(Stored entries)
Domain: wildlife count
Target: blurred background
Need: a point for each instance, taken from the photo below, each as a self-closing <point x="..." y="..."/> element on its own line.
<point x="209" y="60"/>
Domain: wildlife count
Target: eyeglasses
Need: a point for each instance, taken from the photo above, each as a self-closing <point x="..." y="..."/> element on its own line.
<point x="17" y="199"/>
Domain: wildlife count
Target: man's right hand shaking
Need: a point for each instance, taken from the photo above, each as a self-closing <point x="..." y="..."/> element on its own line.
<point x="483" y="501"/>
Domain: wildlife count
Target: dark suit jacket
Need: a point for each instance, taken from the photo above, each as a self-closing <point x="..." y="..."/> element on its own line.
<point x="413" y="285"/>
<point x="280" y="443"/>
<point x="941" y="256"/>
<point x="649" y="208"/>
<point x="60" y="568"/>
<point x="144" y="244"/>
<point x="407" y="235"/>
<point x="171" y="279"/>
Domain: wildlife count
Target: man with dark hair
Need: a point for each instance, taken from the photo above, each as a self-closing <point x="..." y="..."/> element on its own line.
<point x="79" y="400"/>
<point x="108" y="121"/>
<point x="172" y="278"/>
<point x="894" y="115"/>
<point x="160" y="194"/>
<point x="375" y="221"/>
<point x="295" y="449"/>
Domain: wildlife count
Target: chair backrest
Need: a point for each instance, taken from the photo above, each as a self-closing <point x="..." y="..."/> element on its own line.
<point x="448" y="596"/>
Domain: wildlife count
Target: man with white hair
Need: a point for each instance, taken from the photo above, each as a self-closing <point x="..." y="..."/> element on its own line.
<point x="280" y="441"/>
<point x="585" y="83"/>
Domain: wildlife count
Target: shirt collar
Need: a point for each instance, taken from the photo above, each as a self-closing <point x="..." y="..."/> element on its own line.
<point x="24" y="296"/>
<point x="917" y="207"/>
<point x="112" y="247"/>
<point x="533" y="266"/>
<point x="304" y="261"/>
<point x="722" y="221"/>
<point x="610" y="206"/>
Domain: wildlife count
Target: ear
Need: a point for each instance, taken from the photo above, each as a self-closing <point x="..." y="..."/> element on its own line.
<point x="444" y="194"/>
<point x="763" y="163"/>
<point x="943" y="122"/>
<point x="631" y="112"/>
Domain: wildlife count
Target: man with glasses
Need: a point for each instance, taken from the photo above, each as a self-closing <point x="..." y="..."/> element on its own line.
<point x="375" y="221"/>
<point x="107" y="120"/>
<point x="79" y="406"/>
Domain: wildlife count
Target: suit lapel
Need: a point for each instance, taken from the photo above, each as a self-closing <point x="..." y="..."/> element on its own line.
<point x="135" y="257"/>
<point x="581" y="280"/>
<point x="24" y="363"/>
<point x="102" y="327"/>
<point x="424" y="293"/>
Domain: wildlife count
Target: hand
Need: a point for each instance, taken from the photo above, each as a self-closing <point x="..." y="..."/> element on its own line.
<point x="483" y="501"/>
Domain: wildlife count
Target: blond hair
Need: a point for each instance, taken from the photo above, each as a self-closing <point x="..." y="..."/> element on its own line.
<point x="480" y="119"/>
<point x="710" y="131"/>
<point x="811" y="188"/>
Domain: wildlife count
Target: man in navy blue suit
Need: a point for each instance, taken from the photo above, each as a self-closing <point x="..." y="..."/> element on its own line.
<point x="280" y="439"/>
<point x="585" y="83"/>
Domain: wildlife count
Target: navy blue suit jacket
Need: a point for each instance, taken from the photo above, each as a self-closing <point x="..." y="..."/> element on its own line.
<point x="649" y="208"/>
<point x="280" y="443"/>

Task statement - Copy the material above, line for line.

Output for this task -
Domain: wildlife count
Target: blurred background
Need: a point for each instance, taken from the photo below, each as a self-closing <point x="..." y="..."/> element on its own line.
<point x="209" y="60"/>
Domain: wildlife count
Target: eyeglasses
Need: a point for each instance, taken from the photo above, each as a self-closing <point x="..." y="..."/> element on its own line.
<point x="17" y="199"/>
Domain: wildlife count
Target: man's right hand shaking
Need: a point for each instance, taken from the photo above, each as a self-closing <point x="..." y="..."/> element on its own line.
<point x="483" y="501"/>
Domain: wildlife count
Target: dark suit jacket
Need: a point for each instance, taken from the photo above, each as a self-closing <point x="..." y="..."/> element on its own line.
<point x="413" y="285"/>
<point x="280" y="443"/>
<point x="941" y="256"/>
<point x="649" y="208"/>
<point x="60" y="568"/>
<point x="144" y="244"/>
<point x="407" y="235"/>
<point x="171" y="279"/>
Domain: wildlife count
Target: man with dark hair
Need: a point for each instance, taken from the photo above, each as a self-closing <point x="..." y="..."/> element on its own line.
<point x="79" y="400"/>
<point x="108" y="121"/>
<point x="172" y="278"/>
<point x="894" y="115"/>
<point x="160" y="194"/>
<point x="375" y="221"/>
<point x="295" y="449"/>
Domain: wildlife count
Target: chair backrest
Need: a point for each instance, taken from the photo above, each as a self-closing <point x="..." y="..."/> element on its own line.
<point x="448" y="596"/>
Domain: wildlife count
Target: man with white hair
Need: a point for each instance, taken from the photo above, each as a self-closing <point x="..." y="..."/> element on its own line.
<point x="280" y="441"/>
<point x="585" y="83"/>
Domain: wildlife count
Target: shirt collar
Need: a point for each instance, taken from the photo above, each as a self-closing <point x="..." y="..."/> element on its own line.
<point x="24" y="296"/>
<point x="917" y="207"/>
<point x="112" y="247"/>
<point x="533" y="266"/>
<point x="304" y="261"/>
<point x="722" y="221"/>
<point x="610" y="206"/>
Domain: wildlife count
Target: ear
Need: a point for each instance, taken from the photo above, each as a self-closing <point x="..." y="..."/> element on its own line.
<point x="444" y="194"/>
<point x="763" y="163"/>
<point x="943" y="122"/>
<point x="631" y="112"/>
Domain: wildlife count
Target: man with glasses
Need: a point for each instance, taken from the photo above, each as a self-closing <point x="..." y="..."/> element on its own line.
<point x="375" y="221"/>
<point x="107" y="120"/>
<point x="79" y="406"/>
Domain: wildlife count
Target: suit lapel
Need: a point for each instance, taken from the photo above, each as a self-closing <point x="..." y="..."/> element on its own line.
<point x="135" y="257"/>
<point x="581" y="280"/>
<point x="24" y="363"/>
<point x="102" y="327"/>
<point x="424" y="293"/>
Domain: wildlife count
Target: hand
Need: a point for each instance, taken from the photo above, each as a self-closing <point x="..." y="..."/> element on its own line.
<point x="483" y="501"/>
Domain: wildlife count
Target: blond hair
Need: a point for each instance, taken from the photo above, each as a self-closing <point x="..." y="..."/> element on its own line.
<point x="480" y="119"/>
<point x="710" y="131"/>
<point x="811" y="188"/>
Domain: wildlife count
Target: man in navy blue suit
Need: a point for each instance, taken from the photo above, each as a self-closing <point x="..." y="..."/> element on its own line.
<point x="280" y="439"/>
<point x="585" y="83"/>
Domain: wildlife count
Target: navy blue suit jacket
Need: a point for each instance, taken from the photo above, each as a self-closing <point x="..." y="..."/> element on its own line.
<point x="649" y="208"/>
<point x="280" y="443"/>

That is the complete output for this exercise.